Top of AVAILABLE DATA
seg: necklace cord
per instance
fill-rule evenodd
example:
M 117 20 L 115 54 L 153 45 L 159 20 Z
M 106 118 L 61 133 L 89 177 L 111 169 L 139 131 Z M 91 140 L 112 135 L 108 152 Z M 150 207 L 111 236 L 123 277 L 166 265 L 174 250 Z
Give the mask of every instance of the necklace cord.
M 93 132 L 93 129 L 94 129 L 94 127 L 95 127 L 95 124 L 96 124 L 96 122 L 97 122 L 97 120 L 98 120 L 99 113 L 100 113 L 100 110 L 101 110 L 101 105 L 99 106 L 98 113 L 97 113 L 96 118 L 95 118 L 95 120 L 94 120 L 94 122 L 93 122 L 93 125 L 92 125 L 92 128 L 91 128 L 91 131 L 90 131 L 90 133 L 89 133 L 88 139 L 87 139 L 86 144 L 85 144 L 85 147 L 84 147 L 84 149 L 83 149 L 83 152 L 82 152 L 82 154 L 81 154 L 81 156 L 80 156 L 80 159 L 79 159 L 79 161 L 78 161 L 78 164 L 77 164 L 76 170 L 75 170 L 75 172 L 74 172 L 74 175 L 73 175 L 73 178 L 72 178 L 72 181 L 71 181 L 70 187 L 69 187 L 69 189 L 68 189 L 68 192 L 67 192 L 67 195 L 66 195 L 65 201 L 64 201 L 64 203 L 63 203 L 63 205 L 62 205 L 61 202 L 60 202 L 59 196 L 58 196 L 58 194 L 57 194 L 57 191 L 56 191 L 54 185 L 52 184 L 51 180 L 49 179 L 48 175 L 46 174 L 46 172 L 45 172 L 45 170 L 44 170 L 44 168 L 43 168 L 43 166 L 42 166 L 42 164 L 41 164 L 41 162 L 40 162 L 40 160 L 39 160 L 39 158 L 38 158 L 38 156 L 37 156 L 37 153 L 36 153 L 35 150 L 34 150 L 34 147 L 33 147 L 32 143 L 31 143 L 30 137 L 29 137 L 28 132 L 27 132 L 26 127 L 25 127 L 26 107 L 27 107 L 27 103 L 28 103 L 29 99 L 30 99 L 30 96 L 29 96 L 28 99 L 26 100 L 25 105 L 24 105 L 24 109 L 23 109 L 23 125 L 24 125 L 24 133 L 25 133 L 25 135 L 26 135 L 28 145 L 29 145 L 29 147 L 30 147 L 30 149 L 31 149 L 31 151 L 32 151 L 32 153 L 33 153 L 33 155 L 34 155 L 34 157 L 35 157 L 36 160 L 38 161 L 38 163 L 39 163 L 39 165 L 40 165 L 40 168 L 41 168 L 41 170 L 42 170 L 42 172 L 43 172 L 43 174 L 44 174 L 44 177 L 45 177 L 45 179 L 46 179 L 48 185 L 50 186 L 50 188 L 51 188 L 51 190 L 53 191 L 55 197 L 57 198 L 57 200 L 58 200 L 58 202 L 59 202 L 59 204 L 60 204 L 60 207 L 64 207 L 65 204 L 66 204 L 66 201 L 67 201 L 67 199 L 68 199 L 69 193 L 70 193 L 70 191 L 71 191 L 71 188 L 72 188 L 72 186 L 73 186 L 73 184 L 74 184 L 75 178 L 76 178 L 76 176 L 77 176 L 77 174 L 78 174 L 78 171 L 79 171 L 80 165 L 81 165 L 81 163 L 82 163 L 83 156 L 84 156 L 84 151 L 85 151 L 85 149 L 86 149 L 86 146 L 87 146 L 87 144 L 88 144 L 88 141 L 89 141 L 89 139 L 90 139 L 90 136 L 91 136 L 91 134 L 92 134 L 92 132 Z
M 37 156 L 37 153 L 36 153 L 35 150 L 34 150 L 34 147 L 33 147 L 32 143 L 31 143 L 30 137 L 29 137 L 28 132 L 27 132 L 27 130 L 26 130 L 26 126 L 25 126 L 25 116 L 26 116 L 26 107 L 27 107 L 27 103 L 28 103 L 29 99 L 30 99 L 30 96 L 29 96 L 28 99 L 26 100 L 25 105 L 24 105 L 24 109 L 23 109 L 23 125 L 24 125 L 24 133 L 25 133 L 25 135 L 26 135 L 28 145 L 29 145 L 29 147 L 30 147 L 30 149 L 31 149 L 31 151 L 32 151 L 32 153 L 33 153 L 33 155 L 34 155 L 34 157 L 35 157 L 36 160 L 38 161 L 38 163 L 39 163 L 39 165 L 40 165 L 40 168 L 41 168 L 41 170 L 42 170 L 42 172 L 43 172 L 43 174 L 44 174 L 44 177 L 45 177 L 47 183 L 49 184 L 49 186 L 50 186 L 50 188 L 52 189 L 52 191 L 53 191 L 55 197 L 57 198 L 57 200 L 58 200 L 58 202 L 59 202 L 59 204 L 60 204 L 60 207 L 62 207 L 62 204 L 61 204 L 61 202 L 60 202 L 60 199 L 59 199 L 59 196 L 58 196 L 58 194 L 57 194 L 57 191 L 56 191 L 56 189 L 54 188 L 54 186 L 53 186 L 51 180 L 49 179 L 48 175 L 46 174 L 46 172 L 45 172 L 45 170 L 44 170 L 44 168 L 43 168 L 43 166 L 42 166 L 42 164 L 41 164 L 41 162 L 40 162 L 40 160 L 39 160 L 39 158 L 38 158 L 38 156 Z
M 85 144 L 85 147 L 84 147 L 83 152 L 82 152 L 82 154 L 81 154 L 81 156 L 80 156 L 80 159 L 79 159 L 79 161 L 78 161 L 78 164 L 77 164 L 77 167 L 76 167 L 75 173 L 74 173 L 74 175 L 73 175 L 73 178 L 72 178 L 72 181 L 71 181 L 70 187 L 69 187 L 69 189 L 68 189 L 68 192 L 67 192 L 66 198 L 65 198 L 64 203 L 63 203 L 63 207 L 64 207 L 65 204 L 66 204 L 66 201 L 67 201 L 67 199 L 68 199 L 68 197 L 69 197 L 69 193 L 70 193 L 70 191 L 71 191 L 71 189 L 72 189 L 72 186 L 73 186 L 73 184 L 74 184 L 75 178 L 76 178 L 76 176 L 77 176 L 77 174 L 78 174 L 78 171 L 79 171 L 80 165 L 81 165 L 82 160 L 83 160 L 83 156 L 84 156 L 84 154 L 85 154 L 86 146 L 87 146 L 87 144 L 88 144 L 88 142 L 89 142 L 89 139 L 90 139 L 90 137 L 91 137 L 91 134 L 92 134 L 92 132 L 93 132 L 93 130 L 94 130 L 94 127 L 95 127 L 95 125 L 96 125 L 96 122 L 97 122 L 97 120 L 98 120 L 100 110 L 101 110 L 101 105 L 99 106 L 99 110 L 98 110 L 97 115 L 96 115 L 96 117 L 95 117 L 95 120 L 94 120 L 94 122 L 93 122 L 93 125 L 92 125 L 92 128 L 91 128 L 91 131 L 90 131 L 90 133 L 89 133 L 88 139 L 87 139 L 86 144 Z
Bottom of AVAILABLE DATA
• DIRECTIONS FOR THIS TASK:
Repeat each record word for word.

• OUTPUT OF THE TASK:
seg: necklace cord
per instance
fill-rule evenodd
example:
M 117 20 L 115 54 L 153 45 L 159 20 Z
M 106 118 L 61 133 L 89 177 L 111 169 L 139 131 Z M 91 140 L 112 135 L 108 152 Z M 150 207 L 111 236 L 123 277 L 166 265 L 174 250 Z
Give the mask of every instance of the necklace cord.
M 93 132 L 93 129 L 94 129 L 94 127 L 95 127 L 95 124 L 96 124 L 96 122 L 97 122 L 97 120 L 98 120 L 99 113 L 100 113 L 100 110 L 101 110 L 101 105 L 99 106 L 98 113 L 97 113 L 96 118 L 95 118 L 95 120 L 94 120 L 94 122 L 93 122 L 93 125 L 92 125 L 92 128 L 91 128 L 91 131 L 90 131 L 90 133 L 89 133 L 88 139 L 87 139 L 86 144 L 85 144 L 85 147 L 84 147 L 84 149 L 83 149 L 83 152 L 82 152 L 82 154 L 81 154 L 81 156 L 80 156 L 80 159 L 79 159 L 79 161 L 78 161 L 78 164 L 77 164 L 76 170 L 75 170 L 75 172 L 74 172 L 74 175 L 73 175 L 73 178 L 72 178 L 72 181 L 71 181 L 70 187 L 69 187 L 69 189 L 68 189 L 68 192 L 67 192 L 67 195 L 66 195 L 65 201 L 64 201 L 64 203 L 63 203 L 63 205 L 62 205 L 61 202 L 60 202 L 59 196 L 58 196 L 58 194 L 57 194 L 57 191 L 56 191 L 54 185 L 52 184 L 51 180 L 49 179 L 48 175 L 46 174 L 46 172 L 45 172 L 45 170 L 44 170 L 44 168 L 43 168 L 43 166 L 42 166 L 42 164 L 41 164 L 41 162 L 40 162 L 40 160 L 39 160 L 39 158 L 38 158 L 38 156 L 37 156 L 37 153 L 36 153 L 35 150 L 34 150 L 34 147 L 33 147 L 32 143 L 31 143 L 30 137 L 29 137 L 28 132 L 27 132 L 26 127 L 25 127 L 26 107 L 27 107 L 27 103 L 28 103 L 29 99 L 30 99 L 30 96 L 29 96 L 28 99 L 26 100 L 25 105 L 24 105 L 24 109 L 23 109 L 23 125 L 24 125 L 24 133 L 25 133 L 25 135 L 26 135 L 28 145 L 29 145 L 29 147 L 30 147 L 30 149 L 31 149 L 31 151 L 32 151 L 32 153 L 33 153 L 33 155 L 34 155 L 34 157 L 35 157 L 36 160 L 38 161 L 38 163 L 39 163 L 39 165 L 40 165 L 40 168 L 41 168 L 41 170 L 42 170 L 42 172 L 43 172 L 43 174 L 44 174 L 44 177 L 45 177 L 45 179 L 46 179 L 48 185 L 50 186 L 50 188 L 51 188 L 51 190 L 53 191 L 55 197 L 57 198 L 57 200 L 58 200 L 58 202 L 59 202 L 59 204 L 60 204 L 60 207 L 64 207 L 65 204 L 66 204 L 66 201 L 67 201 L 67 199 L 68 199 L 69 193 L 70 193 L 70 191 L 71 191 L 71 188 L 72 188 L 72 186 L 73 186 L 73 184 L 74 184 L 75 178 L 76 178 L 76 176 L 77 176 L 77 174 L 78 174 L 78 171 L 79 171 L 80 165 L 81 165 L 81 163 L 82 163 L 83 156 L 84 156 L 84 151 L 85 151 L 85 149 L 86 149 L 86 146 L 87 146 L 87 144 L 88 144 L 88 141 L 89 141 L 89 139 L 90 139 L 90 136 L 91 136 L 91 134 L 92 134 L 92 132 Z
M 37 156 L 37 153 L 36 153 L 35 150 L 34 150 L 34 147 L 33 147 L 32 143 L 31 143 L 30 137 L 29 137 L 28 132 L 27 132 L 27 130 L 26 130 L 26 126 L 25 126 L 25 116 L 26 116 L 26 107 L 27 107 L 27 103 L 28 103 L 29 99 L 30 99 L 30 96 L 29 96 L 28 99 L 26 100 L 25 105 L 24 105 L 24 109 L 23 109 L 23 125 L 24 125 L 24 133 L 25 133 L 25 135 L 26 135 L 28 145 L 29 145 L 29 147 L 30 147 L 30 149 L 31 149 L 31 151 L 32 151 L 32 153 L 33 153 L 33 155 L 34 155 L 34 157 L 35 157 L 36 160 L 38 161 L 38 163 L 39 163 L 39 165 L 40 165 L 40 168 L 41 168 L 41 170 L 42 170 L 42 172 L 43 172 L 43 174 L 44 174 L 44 177 L 45 177 L 47 183 L 49 184 L 49 186 L 50 186 L 50 188 L 52 189 L 52 191 L 53 191 L 55 197 L 57 198 L 57 200 L 58 200 L 58 202 L 59 202 L 59 204 L 60 204 L 60 207 L 62 207 L 62 204 L 61 204 L 61 202 L 60 202 L 60 199 L 59 199 L 59 196 L 58 196 L 58 194 L 57 194 L 57 191 L 56 191 L 56 189 L 54 188 L 54 186 L 53 186 L 51 180 L 49 179 L 48 175 L 46 174 L 46 172 L 45 172 L 45 170 L 44 170 L 44 168 L 43 168 L 43 166 L 42 166 L 42 164 L 41 164 L 41 162 L 40 162 L 40 160 L 39 160 L 39 158 L 38 158 L 38 156 Z
M 85 144 L 85 147 L 84 147 L 83 152 L 82 152 L 82 154 L 81 154 L 81 156 L 80 156 L 80 159 L 79 159 L 79 161 L 78 161 L 78 164 L 77 164 L 77 167 L 76 167 L 75 173 L 74 173 L 74 175 L 73 175 L 73 178 L 72 178 L 72 181 L 71 181 L 70 187 L 69 187 L 69 189 L 68 189 L 68 192 L 67 192 L 66 198 L 65 198 L 64 203 L 63 203 L 63 207 L 64 207 L 65 204 L 66 204 L 66 201 L 67 201 L 67 199 L 68 199 L 68 197 L 69 197 L 69 193 L 70 193 L 70 191 L 71 191 L 71 189 L 72 189 L 72 186 L 73 186 L 73 184 L 74 184 L 75 178 L 76 178 L 76 176 L 77 176 L 77 174 L 78 174 L 78 171 L 79 171 L 80 165 L 81 165 L 82 160 L 83 160 L 83 156 L 84 156 L 84 154 L 85 154 L 86 146 L 87 146 L 87 144 L 88 144 L 88 142 L 89 142 L 89 139 L 90 139 L 90 137 L 91 137 L 91 134 L 92 134 L 92 132 L 93 132 L 93 130 L 94 130 L 94 127 L 95 127 L 95 125 L 96 125 L 96 122 L 97 122 L 97 120 L 98 120 L 100 110 L 101 110 L 101 105 L 99 106 L 99 110 L 98 110 L 97 115 L 96 115 L 96 117 L 95 117 L 95 120 L 94 120 L 94 122 L 93 122 L 93 125 L 92 125 L 92 128 L 91 128 L 91 131 L 90 131 L 90 133 L 89 133 L 88 139 L 87 139 L 86 144 Z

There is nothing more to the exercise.